#### [Supplied data]
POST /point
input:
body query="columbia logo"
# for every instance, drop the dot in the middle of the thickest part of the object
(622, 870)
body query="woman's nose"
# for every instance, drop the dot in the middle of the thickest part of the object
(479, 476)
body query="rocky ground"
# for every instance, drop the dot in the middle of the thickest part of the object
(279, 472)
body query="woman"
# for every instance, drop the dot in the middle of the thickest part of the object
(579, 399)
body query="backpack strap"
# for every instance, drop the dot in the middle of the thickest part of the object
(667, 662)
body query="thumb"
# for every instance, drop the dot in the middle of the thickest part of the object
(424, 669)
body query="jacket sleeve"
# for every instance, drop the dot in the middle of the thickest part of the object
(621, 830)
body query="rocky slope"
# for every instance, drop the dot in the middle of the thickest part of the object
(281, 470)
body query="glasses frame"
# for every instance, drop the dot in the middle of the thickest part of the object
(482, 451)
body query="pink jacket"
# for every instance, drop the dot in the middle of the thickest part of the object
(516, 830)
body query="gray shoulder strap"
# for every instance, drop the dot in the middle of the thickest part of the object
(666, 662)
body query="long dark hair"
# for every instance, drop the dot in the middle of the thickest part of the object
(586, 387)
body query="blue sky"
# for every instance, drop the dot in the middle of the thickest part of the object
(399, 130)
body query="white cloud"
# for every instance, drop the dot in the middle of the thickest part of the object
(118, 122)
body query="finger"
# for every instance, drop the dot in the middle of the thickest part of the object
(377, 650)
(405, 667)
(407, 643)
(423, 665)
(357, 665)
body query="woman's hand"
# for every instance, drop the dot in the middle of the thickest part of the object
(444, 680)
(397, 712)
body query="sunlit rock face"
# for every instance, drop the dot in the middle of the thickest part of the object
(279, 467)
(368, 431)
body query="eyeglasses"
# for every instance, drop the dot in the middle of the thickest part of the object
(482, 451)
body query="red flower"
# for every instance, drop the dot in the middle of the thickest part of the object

---

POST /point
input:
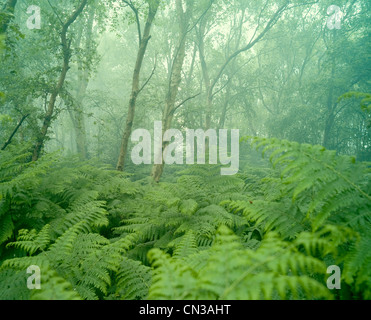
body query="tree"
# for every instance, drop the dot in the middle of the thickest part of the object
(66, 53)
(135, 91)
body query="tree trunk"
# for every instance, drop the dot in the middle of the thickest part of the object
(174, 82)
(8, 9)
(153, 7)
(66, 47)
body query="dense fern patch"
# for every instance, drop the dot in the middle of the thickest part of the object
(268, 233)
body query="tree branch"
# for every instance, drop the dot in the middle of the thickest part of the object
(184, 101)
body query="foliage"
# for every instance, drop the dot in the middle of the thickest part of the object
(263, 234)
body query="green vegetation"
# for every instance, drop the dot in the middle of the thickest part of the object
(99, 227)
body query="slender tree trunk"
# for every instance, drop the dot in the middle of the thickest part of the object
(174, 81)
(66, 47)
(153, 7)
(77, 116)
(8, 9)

#### [Your task]
Every line above that contains the word "strap" should be reported.

#### [Reply to the exercise]
body query="backpack strap"
body query="gray shoulder strap"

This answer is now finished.